**Entries provided:**
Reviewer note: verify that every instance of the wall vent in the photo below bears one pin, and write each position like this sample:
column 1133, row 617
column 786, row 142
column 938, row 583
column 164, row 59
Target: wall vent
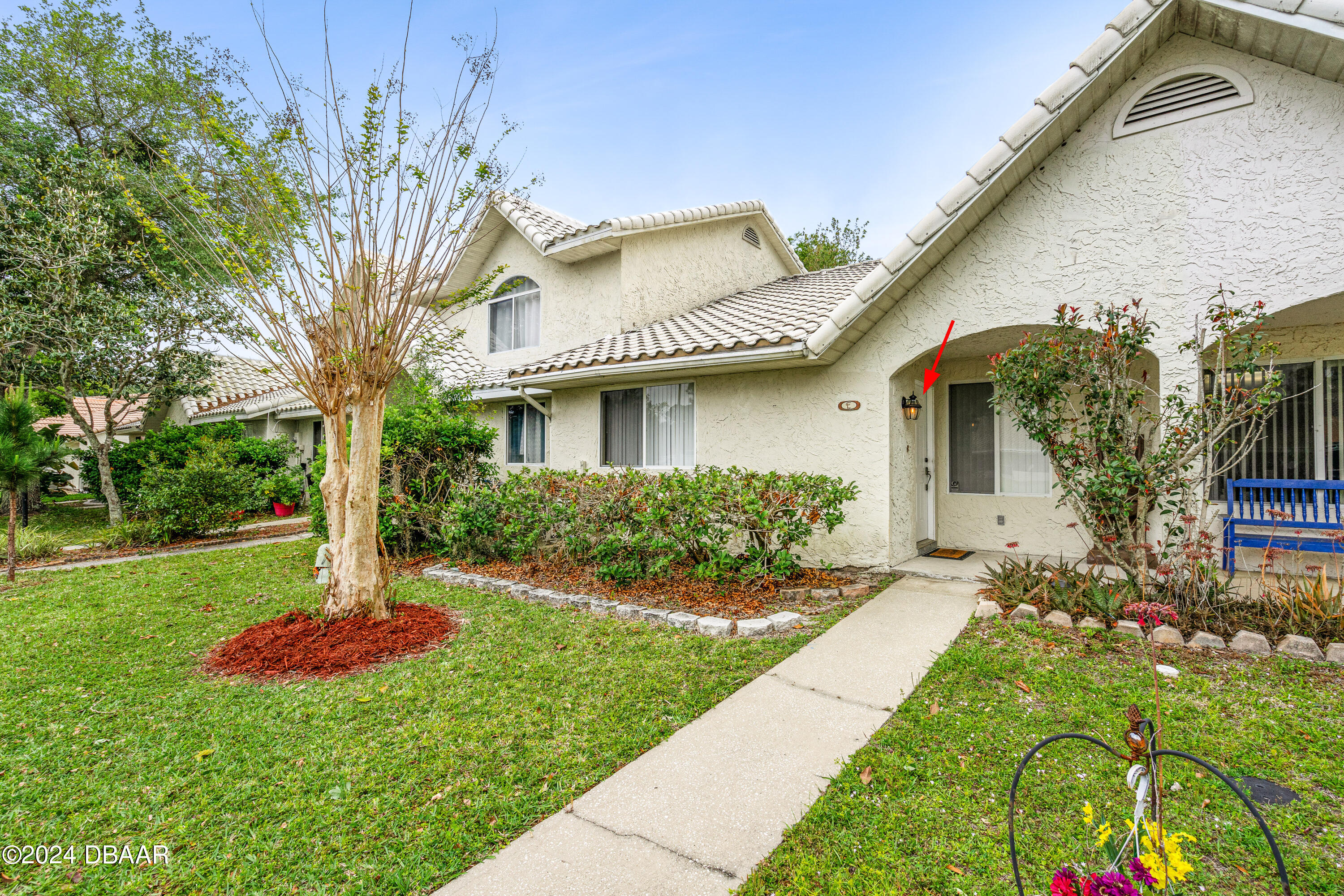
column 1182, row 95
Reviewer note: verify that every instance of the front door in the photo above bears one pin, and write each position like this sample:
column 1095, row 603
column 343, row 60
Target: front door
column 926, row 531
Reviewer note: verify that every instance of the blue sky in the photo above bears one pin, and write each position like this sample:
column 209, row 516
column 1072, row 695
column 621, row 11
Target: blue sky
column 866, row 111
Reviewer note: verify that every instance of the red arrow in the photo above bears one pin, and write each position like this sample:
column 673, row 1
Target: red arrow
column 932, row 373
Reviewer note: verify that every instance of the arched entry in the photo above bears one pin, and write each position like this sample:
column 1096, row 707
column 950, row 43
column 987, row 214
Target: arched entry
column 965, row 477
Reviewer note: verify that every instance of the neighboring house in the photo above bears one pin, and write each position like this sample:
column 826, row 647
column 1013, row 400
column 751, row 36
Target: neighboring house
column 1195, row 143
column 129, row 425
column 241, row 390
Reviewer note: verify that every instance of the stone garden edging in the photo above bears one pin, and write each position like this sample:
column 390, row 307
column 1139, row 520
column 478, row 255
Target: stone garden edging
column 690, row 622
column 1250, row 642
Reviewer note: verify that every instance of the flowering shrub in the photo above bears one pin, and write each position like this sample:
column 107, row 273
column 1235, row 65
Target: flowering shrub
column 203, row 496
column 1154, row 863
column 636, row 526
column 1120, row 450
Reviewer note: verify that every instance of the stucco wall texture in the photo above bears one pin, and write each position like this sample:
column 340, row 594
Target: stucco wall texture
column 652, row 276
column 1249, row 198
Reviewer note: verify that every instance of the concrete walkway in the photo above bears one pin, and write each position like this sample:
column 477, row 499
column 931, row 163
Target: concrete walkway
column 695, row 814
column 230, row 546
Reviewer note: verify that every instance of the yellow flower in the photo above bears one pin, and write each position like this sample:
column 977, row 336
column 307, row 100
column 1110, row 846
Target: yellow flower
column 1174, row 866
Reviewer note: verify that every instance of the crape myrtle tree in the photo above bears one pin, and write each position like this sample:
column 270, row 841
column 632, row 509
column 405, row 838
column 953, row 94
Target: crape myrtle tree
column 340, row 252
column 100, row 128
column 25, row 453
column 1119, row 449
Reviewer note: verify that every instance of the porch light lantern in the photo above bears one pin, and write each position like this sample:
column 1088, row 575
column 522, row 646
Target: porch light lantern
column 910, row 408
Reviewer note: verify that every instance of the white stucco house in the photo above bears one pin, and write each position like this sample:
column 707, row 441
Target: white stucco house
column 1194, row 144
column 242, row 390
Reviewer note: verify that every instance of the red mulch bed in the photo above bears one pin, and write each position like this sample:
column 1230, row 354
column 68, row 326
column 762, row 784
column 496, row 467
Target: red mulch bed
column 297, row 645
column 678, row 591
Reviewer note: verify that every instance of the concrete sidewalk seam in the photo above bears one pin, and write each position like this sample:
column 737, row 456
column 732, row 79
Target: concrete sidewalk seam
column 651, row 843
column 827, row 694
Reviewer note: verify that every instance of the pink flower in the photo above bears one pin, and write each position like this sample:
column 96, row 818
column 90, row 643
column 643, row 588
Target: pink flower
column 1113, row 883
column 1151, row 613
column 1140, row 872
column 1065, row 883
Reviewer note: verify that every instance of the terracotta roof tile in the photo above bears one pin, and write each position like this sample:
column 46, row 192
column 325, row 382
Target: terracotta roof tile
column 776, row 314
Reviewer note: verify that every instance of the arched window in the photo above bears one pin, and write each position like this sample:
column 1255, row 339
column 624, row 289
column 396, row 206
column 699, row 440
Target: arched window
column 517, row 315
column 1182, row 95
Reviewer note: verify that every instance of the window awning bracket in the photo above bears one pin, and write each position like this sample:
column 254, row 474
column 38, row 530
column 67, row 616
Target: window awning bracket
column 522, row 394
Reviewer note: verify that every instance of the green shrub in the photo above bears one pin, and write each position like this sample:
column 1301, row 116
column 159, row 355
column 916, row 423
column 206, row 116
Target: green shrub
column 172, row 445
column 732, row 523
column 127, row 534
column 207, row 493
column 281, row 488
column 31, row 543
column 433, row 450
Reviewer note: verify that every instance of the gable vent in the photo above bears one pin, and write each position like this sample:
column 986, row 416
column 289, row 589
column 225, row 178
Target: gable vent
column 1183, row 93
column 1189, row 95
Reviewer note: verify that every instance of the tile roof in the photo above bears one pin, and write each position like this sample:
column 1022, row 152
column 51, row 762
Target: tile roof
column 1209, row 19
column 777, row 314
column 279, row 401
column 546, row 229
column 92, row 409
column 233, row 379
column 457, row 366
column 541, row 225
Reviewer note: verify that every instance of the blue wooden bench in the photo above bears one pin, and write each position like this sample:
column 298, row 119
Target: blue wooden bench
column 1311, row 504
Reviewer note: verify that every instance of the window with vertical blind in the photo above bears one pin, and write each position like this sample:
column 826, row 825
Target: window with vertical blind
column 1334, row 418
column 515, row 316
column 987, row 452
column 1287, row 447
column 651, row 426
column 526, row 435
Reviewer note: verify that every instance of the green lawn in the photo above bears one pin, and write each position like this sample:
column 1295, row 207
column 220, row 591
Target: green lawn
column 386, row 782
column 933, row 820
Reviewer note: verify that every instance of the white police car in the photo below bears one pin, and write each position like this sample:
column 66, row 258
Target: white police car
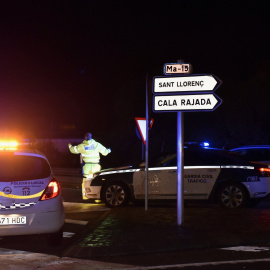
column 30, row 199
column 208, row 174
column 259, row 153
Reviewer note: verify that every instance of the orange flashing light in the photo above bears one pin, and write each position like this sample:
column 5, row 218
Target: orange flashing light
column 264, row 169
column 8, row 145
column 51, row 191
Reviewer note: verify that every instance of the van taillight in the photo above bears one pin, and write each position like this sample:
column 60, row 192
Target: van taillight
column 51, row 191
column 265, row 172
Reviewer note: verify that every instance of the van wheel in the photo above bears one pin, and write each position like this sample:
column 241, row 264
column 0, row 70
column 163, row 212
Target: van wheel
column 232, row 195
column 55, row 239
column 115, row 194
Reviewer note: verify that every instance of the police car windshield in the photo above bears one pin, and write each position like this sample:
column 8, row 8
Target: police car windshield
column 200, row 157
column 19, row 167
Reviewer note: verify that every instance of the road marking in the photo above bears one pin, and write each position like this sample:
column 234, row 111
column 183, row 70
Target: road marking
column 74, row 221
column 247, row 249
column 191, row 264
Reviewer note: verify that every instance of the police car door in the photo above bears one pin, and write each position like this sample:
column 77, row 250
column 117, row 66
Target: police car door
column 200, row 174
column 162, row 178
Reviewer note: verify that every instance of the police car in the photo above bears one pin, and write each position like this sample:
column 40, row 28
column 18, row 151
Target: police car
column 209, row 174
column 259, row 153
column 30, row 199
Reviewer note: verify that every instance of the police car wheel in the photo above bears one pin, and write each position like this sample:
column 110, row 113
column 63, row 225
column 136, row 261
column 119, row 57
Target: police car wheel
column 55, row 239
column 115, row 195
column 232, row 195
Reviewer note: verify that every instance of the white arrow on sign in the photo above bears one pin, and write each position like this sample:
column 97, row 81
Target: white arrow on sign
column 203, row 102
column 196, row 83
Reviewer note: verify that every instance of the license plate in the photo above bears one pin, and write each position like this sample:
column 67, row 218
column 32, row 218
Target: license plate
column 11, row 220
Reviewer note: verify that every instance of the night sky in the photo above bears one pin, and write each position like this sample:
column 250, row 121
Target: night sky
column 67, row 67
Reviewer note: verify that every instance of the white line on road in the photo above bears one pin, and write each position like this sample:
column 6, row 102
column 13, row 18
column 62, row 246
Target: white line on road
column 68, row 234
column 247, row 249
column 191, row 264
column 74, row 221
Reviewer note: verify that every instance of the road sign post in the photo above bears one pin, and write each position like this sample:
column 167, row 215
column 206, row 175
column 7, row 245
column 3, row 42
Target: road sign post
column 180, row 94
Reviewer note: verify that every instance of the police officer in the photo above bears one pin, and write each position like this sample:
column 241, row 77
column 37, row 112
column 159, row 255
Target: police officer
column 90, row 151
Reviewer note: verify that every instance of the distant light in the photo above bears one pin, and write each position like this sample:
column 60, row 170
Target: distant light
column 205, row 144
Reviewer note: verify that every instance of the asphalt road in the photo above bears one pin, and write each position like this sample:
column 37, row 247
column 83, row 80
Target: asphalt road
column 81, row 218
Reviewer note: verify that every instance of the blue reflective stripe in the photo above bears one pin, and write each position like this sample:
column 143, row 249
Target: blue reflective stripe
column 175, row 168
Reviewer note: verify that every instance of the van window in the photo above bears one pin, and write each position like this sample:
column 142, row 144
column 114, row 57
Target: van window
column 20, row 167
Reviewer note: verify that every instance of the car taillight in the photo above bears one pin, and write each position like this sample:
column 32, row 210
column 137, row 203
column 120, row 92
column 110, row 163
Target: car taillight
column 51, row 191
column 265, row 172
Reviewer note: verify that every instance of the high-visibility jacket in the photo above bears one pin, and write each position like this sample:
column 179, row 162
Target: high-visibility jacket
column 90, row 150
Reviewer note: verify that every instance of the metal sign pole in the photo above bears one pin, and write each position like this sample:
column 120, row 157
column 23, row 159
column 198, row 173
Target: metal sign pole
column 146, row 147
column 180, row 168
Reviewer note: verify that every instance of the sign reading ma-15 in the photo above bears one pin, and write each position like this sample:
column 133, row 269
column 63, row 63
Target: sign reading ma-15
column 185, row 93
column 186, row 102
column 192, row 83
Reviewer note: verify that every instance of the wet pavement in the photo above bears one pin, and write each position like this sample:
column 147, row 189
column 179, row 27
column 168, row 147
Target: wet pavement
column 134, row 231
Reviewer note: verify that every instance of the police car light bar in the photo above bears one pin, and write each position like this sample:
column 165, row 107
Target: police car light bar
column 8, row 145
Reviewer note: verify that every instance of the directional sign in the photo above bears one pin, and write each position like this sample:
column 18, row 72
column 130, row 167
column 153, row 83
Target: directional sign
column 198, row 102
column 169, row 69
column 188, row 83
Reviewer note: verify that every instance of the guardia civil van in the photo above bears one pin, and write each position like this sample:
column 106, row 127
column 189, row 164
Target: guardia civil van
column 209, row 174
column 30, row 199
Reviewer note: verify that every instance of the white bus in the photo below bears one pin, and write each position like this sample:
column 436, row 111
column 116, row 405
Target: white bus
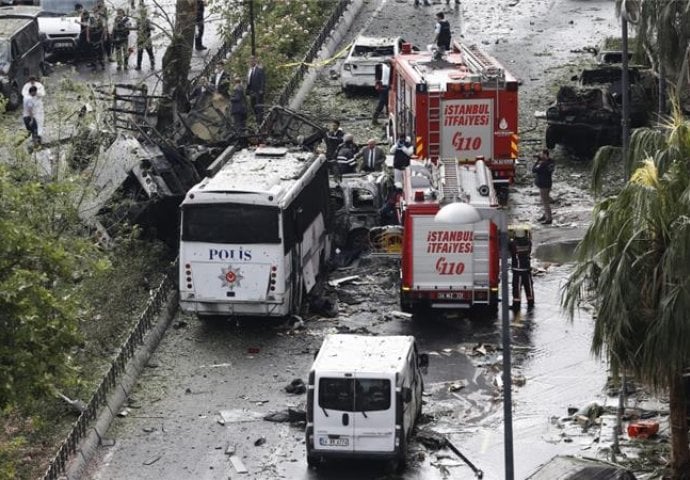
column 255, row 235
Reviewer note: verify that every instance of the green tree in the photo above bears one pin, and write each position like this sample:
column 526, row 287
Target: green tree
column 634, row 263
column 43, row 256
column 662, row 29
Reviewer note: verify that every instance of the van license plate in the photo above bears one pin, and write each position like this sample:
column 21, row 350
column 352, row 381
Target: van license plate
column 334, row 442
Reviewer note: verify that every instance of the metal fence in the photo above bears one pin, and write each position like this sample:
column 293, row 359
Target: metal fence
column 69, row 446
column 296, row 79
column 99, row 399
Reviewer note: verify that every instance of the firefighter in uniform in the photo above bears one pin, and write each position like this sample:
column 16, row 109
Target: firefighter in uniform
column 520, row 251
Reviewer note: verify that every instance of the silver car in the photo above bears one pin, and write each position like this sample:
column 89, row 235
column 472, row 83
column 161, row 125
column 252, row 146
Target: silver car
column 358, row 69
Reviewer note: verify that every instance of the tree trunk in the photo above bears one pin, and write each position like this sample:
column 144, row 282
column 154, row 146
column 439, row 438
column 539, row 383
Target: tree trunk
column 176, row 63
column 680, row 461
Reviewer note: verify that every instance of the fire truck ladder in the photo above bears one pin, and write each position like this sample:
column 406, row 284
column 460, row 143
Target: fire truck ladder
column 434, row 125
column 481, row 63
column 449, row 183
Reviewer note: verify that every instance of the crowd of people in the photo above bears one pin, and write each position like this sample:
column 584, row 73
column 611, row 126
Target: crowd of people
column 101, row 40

**Work task:** In the listing above, locate the line containing "column 168, row 147" and the line containing "column 189, row 164". Transcribe those two lines and everything between them, exactly as written.

**Solution to this exercise:**
column 168, row 147
Target: wet pavement
column 134, row 231
Reviewer note: verify that every instance of the police car light bar in the photo above bears one pin, and write each position like this sample:
column 165, row 107
Target: police car light bar
column 8, row 145
Reviewer note: verify that every instance of the directional sign in the photo above bears one pin, and write each position like this sample:
column 18, row 72
column 130, row 167
column 153, row 83
Target: directional sign
column 198, row 102
column 169, row 69
column 188, row 83
Reviewer note: verify that every instance of the guardia civil van in the photo above bears one pin, and write each position like this sample:
column 106, row 127
column 189, row 164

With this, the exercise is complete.